引用文 →

++++++++++

現在、国内で大きな問題になっているのが企業の後継者不足です。
事業承継が上手くできずに廃業を選択する企業も増えていて、このままでは国内経済の後退から国力の低下につながる危惧も持たれています。
この問題は大変奥が深いものですが、本章では現在の後継者不足がどう問題になっているのか捉えながら、対応する際のポイントについても見ていきます。

2025年問題とは?

2025年問題とは?

2025年問題とは、日本の人口減少や人口の年齢分布のいびつさからくる様々な社会問題の発生を危惧するものです。
2025年は第一次ベビーブームで生まれた、いわゆる団塊の世代が75歳以上となる年で、日本の超高齢化が一気に進む年とされています。
2025年問題でどのようなことが危惧されているのか見てみましょう。

①社会保障負担の増加

年金や介護・医療などの社会保障費は年々増加しています。
日本は皆年金、皆保険制度が運用されていて、高齢者の医療費や年金なども若い世代が支えています。
年齢分布がいびつになり、支える若年層より支えられる高齢層が多い状況では社会保障費の負担感がさらに増してきます。

②人手不足が深刻化する

働く現役世代が少なくなれば人手不足がさらに進みます。

++++++++++

データ抜粋 →
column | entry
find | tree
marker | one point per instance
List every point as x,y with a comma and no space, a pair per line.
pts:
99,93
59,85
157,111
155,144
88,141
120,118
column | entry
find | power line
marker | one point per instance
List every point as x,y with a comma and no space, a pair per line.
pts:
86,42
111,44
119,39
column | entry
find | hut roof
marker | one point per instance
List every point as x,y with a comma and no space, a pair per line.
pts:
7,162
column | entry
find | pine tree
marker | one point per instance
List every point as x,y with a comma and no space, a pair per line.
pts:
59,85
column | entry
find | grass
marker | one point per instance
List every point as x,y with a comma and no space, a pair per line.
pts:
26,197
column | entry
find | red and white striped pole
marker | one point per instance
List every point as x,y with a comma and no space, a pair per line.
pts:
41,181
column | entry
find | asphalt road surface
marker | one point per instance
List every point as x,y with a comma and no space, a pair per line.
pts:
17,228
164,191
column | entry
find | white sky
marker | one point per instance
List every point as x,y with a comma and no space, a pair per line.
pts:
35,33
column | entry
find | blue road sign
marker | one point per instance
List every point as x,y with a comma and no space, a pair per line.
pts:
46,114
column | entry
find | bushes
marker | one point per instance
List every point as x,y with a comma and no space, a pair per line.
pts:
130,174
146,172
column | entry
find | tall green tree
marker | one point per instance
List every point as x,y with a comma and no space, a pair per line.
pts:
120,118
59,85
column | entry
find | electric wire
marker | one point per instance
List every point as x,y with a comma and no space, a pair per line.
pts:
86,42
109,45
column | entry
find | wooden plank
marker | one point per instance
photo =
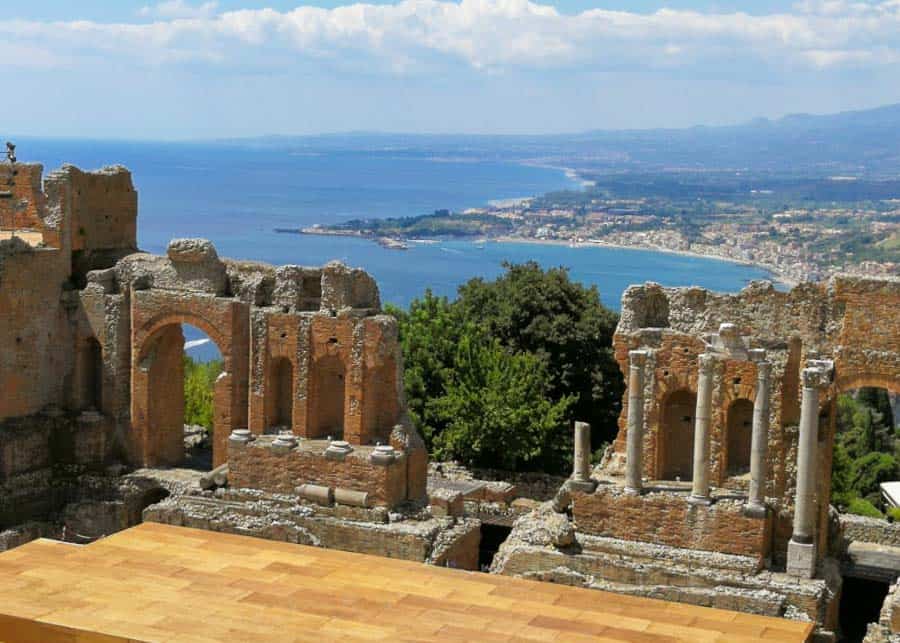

++++++++++

作業指示 → 2025年問題を扱った引用文のうち、「2025年問題とは、日本の人」から「ども若い世代が支えています。」までの部分を、一字も変えずにすべて書き写してください。 データの各行は、引用文とは別の出典から取ったものです。

演習解答 →
2025年問題とは、日本の人口減少や人口の年齢分布のいびつさからくる様々な社会問題の発生を危惧するものです。
2025年は第一次ベビーブームで生まれた、いわゆる団塊の世代が75歳以上となる年で、日本の超高齢化が一気に進む年とされています。
2025年問題でどのようなことが危惧されているのか見てみましょう。

①社会保障負担の増加

年金や介護・医療などの社会保障費は年々増加しています。
日本は皆年金、皆保険制度が運用されていて、高齢者の医療費や年金なども若い世代が支えています。